* Goal of the exercise *
Each line of the listing must be transcribed exactly, except for the images, which should be excluded.

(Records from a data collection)
** Start **
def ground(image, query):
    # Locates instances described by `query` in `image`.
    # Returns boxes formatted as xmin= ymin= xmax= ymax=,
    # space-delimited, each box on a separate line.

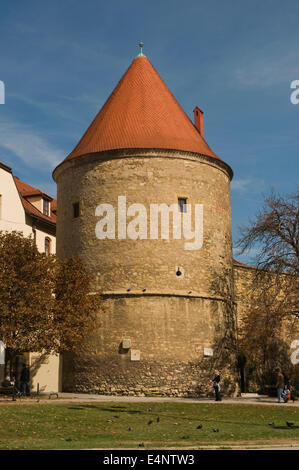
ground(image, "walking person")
** End **
* Correct response *
def ground(image, query):
    # Locates instances described by `query` in `image`.
    # Returns boxes formatted as xmin= ymin= xmax= ymax=,
    # space-delimited, each box on a separate line.

ground(image, "walking person")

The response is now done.